◆ Tâches à faire ◆
a) Traduisez en anglais cette phrase du texte sur Swissmedic : « En 2019, une nouvelle convention de financement a été signée avec la BMGF. »
b) Répondez à ces questions d'après le texte sur Swissmedic :
(i) Combien de fois par an Swissmedic organise-t-il le cours de quatre jours avec l'OMS ?
(ii) Dans quel pays le conseiller fédéral Ignazio Cassis a-t-il visité une léproserie en 2017 ?
(iii) Quel montant de soutien la convention signée en 2019 prévoit-elle ?
c) Donnez la suite du texte sur Swissmedic et les maladies infectieuses, en partant de sa dernière phrase.

◆ Texte extrait ◆
____

Un troisième volet de l’initiative concerne l’offre de formations permettant de développer des compétences. En collaboration avec l’OMS, Swissmedic organise deux fois par an un cours de quatre jours, destiné à transmettre de nouvelles connaissances aux participants concernant les questions suivantes notamment: autorisation de mise sur le marché de produits thérapeutiques, garantie de qualité et surveillance du marché. «En outre, indique Ludovico Paganini, nous permettons à des spécialistes étrangers d’accompagner les inspecteurs de Swissmedic lorsqu’ils visitent les sites de production pharmaceutique.»

Projets de développement avec Swissmedic

En 2013, le Conseil fédéral a donné mandat à Swissmedic de mener des projets avec la DDC dans le domaine de la coopération au développement. En janvier 2014, la Fondation Bill et Melinda Gates (BMGF), le Département fédéral de l’intérieur et le Département fédéral des affaires étrangères ont signé une déclaration d’intention, grâce à laquelle Swissmedic a pu développer un projet destiné à améliorer l’accès aux soins et aux médicaments dans les pays d’Afrique subsaharienne. En 2019, une nouvelle convention de financement a été signée avec la BMGF. Elle prévoit un soutien de 900'000 dollars entre février 2020 et mars 2023.

N'OUBLIons PAS LES MALADIES INFECTIEUSES!

Le conseiller fédéral Ignazio Cassis a visité une léproserie au Cameroun en 2017, lors d’un voyage effectué en tant que membre du conseil de fondation de Fairmed.  © Fairmed
Le conseiller fédéral Ignazio Cassis a visité une léproserie au Cameroun en 2017, lors d’un voyage effectué en tant que membre du conseil de fondation de Fairmed. © Fairmed

La pandémie de Covid-19 replace les maladies infectieuses au centre de l’attention. Au fil du temps, ces dernières sont de moins en moins souvent une cause de décès. Les maladies chroniques et non transmissibles, quant à elles, jouent un rôle beaucoup plus important. En conséquence, à la différence des trois maladies largement étudiées dans le monde entier que sont le VIH/sida, le paludisme et la tuberculose, les maladies tropicales négligées sombrent dans l’oubli. En Suisse, celles-ci ne représentent plus un problème de santé: d’une part, parce que les conditions d’hygiène que nous connaissons sont meilleures et, d’autre part, parce que le libre accès aux soins médicaux est garanti, et que des médicaments et des vaccins efficaces sont disponibles.

____

◆ Extrait de données ◆
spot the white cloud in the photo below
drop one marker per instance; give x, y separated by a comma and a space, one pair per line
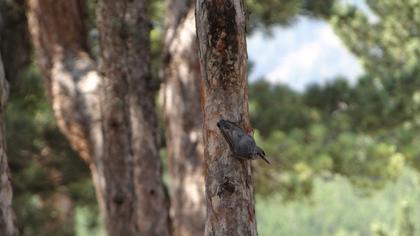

____

◆ Liste des réponses ◆
a) In 2019, a new funding agreement was signed with the BMGF.

b)
(i) Deux fois par an.
(ii) Au Cameroun.
(iii) 900'000 dollars.

c)
Toutefois, et en particulier dans les régions marquées par la pauvreté, de nombreuses personnes n’ont pas un accès suffisant aux soins de santé primaires. Soit les quantités disponibles de médicaments, de vaccins et de moyens diagnostiques sont insuffisantes, soit leur prix est trop élevé. Et cette situation est fatale. Des maladies telles que la lèpre, l’ankylostomose ou l’ulcère de Buruli affectent la vie d’un milliard de personnes dans le monde, notamment celle des jeunes. Elles affaiblissent les populations déjà appauvries, remettent en question les objectifs de l’Agenda 2030 en matière de santé et constituent un frein pour l’économie mondiale.

En réaction, les gouvernements, les organisations internationales et l’industrie pharmaceutique ont dû investir dans la prévention et le contrôle de ces maladies. Sur le terrain, les ONG régionales et internationales sont fréquemment chargées de la mise en œuvre de ces projets. J’ai pu observer ces projets sur place lors d’un voyage à l’étranger en tant que membre du conseil de fondation de Fairmed. En 2017, au Cameroun, j’ai pour la première fois traité des patients atteints de la lèpre. J’ai alors pris conscience de l’importance du travail de Fairmed en matière d’éducation et d’accompagnement à long terme des personnes affectées et j’ai appris à connaître le programme de la fondation Novartis qui fournit gratuitement des médicaments.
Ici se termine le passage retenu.